- Excerpt provided
+ + +

The patriotic Indian's line is what the Congress-led UPA Government filled with many more patriotic Indians had been following for days after the beheading incident exploded in the public domain. Union Minister for External Affairs Salman Khurshid called for caution and said New Delhi had invested far too much in the peace process to allow it to be derailed just like that. (The beheading of an Indian jawan by Pakistani Army for him then seemed not worthy enough to reconsider engagement with Islamabad.) Interestingly, this is exactly what his Pakistani counterpart Hina Rabbani Khar had expressed. She too had said that Pakistani had invested so deeply over the last few years in peace with India that it could possibly not have done all the terrible things that India was accusing it of. Union Minister for Defence AK Antony spent agonising days walking a tightrope and balancing the mounting anger within the military establishment with his Government's meek stance. But with public outrage growing and the Opposition breathing down its neck, Prime Minister Manmohan Singh and the Congress had to rewrite the script that the patriotic Congressmen had been reading from. Suddenly, it was no longer “business as usual” with Islamabad, he said, breaking his silence. The Opposition was happy that the Government was taking some action while the deflated peaceniks called the development “unfortunate” and a blow to peace efforts. 

The problem is that when you talk of taking tough measures or even giving tough messages, you are considered a hawk. If you are a hawk you are also a fundamentalist. If you are a fundamentalist you must be a Right-winger. If you are a Right-winger, you are then a war-monger. If you are a war-monger, you are a hawk. The cycle is complete. It's a threat that many commentators who believe that India has been too soft for too long are learning to live with when they deal with Pakistan. It's almost like they have to battle with some kind of guilt, and only if they emerge unscathed, can they hope to take on the erudite and enlightened lot that comprises the peace-loving experts who open their eyes wide with anger when India talks tough and close them shut when Pakistan 

provokes brazenly.

+ + +

- Supplied data
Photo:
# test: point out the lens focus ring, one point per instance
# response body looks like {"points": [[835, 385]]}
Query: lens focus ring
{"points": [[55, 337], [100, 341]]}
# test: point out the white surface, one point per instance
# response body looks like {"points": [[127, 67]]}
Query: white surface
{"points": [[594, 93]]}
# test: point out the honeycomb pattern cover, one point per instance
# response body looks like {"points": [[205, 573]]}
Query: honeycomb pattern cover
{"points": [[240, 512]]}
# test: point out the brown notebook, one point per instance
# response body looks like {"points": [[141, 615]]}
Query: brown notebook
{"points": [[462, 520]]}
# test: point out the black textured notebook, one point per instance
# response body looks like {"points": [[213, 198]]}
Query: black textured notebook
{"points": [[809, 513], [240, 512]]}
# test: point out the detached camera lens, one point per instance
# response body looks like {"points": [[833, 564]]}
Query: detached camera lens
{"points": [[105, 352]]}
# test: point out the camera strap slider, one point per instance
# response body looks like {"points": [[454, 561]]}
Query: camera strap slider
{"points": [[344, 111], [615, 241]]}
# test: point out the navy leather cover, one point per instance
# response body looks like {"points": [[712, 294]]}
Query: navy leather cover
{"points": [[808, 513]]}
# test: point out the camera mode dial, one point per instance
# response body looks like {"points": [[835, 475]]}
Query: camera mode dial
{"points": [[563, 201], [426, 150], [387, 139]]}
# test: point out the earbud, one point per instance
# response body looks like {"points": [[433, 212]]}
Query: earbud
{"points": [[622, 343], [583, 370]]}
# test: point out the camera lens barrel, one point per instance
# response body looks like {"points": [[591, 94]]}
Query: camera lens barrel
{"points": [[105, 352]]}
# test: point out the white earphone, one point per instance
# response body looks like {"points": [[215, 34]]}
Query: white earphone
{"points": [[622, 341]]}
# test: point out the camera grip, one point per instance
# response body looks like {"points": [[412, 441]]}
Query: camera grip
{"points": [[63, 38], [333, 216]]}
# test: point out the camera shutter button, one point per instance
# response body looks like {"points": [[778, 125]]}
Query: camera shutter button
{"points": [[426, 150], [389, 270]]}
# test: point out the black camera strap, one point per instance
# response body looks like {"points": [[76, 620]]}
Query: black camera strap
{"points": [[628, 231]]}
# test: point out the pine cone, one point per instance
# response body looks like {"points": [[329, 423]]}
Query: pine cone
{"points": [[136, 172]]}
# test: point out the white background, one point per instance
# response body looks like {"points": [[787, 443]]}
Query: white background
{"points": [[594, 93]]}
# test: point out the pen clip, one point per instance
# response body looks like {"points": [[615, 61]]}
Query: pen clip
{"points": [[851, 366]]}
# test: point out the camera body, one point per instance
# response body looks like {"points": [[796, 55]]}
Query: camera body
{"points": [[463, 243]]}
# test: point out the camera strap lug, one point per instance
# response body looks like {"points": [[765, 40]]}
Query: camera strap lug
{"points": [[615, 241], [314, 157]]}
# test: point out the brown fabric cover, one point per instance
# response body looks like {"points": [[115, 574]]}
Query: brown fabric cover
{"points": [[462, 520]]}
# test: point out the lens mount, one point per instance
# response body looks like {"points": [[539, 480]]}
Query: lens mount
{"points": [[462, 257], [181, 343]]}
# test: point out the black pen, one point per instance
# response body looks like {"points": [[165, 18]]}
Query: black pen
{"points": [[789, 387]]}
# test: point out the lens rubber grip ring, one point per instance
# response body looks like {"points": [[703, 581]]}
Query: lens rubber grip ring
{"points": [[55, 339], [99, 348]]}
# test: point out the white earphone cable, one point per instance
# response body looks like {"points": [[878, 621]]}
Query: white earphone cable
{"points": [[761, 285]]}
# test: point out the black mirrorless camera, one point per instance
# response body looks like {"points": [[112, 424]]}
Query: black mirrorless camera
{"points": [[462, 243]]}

+ + +

- Tasks
(a) List every person named in the commentary on India's handling of Pakistan.
(b) Reproduce, word for word, everything in the rows from the line containing "# test: point out the lens mount, one" down to the last line of the rows.

- Correct answers
(a)
Salman Khurshid
Hina Rabbani Khar
AK Antony
Manmohan Singh

(b)
# test: point out the lens mount, one point per instance
# response body looks like {"points": [[539, 480]]}
Query: lens mount
{"points": [[462, 257], [181, 343]]}
# test: point out the black pen, one point per instance
# response body looks like {"points": [[165, 18]]}
Query: black pen
{"points": [[789, 387]]}
# test: point out the lens rubber grip ring, one point per instance
# response body looks like {"points": [[703, 581]]}
Query: lens rubber grip ring
{"points": [[55, 339], [99, 348]]}
# test: point out the white earphone cable, one point per instance
# response body looks like {"points": [[878, 621]]}
Query: white earphone cable
{"points": [[761, 285]]}
# test: point out the black mirrorless camera, one point per instance
# response body looks like {"points": [[112, 424]]}
Query: black mirrorless camera
{"points": [[462, 243]]}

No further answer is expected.